start Text excerpt

Americans love their cellphones. If we didn’t, we wouldn’t be willing to pay so much for them. According to the Bureau of Labor Statistics, the average American household spends $1,218 every year, or $101.50 per month, for cellphone service. That’s hardly surprising when you consider that unlimited monthly plans from the three largest carriers — AT&T, T-Mobile, and Verizon — start at $60 for a single line and range well into the hundreds of dollars.

Although these three companies hold the lion’s share of the market for cellphone service, they’re not the only sources. For consumers willing to look beyond the big three, there are plenty of ways to stay connected at a more reasonable rate — and you don’t have to give up decent coverage to do it. This makes swapping out your pricey cellphone plan for a cheaper plan one of the easiest ways to save money on a tight budget.

There are several ways to reduce your cellphone bill. Prepaid plans generally cost less than monthly plans, especially if your usage is low. In addition, there are several budget providers — some of which are actually subsidiaries of the big three — that offer cheaper coverage.

Prepaid Plans From Major Carriers

If you’re with one of the major carriers, one way to reduce your cost is to switch to a prepaid plan. These cost less per month, even for the same level of usage. And if you don’t need as much data as you’re paying for with your current monthly plan, you can lower your data caps and save even more.

1. AT&T

With AT&T Prepaid — formerly known as GoPhone — you can pay as little as $30 per month for unlimited talk and text, plus 5 gigabytes (GB) of high-speed data. Increasing the monthly fee gets you more data: 15GB for $40, and unlimited data for $50. Or, if you prepay for a year in advance, you can get 8GB per month for just $25.

2. T-Mobile

T-Mobile’s cheapest prepaid plan, called T-Mobile Connect, costs just $15 per month for unlimited talk and text, plus 2GB of high-speed data. You can bump the data limit up to 5GB for $25 per month. If you stick with either of these plans, T-Mobile will increase your data allowance by 500MB each year you renew. If you need more data, T-Mobile’s Simply Prepaid plans range from $40 per month for 10GB of 4G LTE data — the current standard for mobile broadband — to $60 for 10GB of data at LTE speed plus unlimited data at a slower 3G speed.

end Text excerpt
start Dataset content

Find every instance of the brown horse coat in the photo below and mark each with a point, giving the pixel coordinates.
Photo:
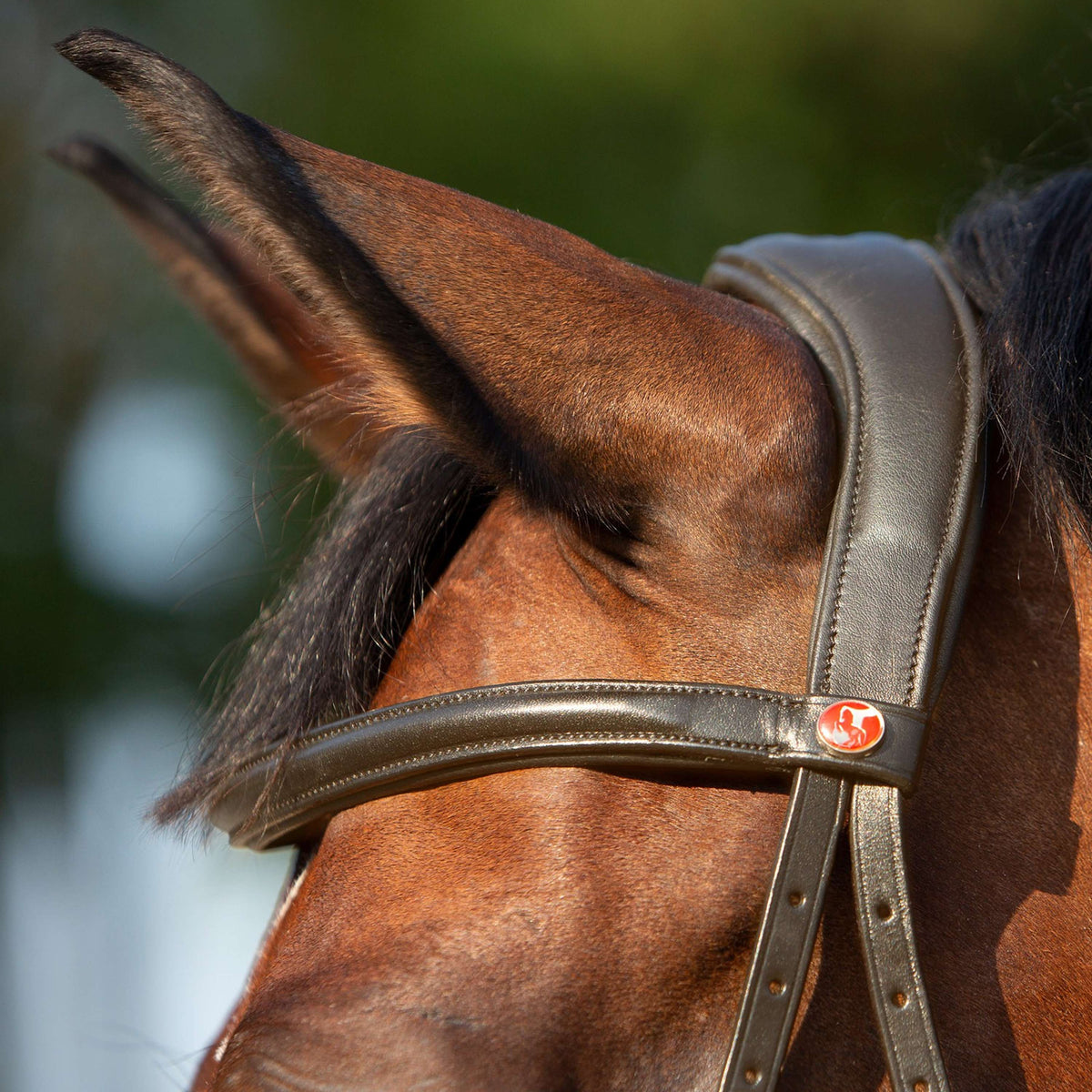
(662, 462)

end Dataset content

◆ Problem to work on: In the text about cellphone plans, what was AT&T Prepaid formerly called?

◆ Solution for this exercise: GoPhone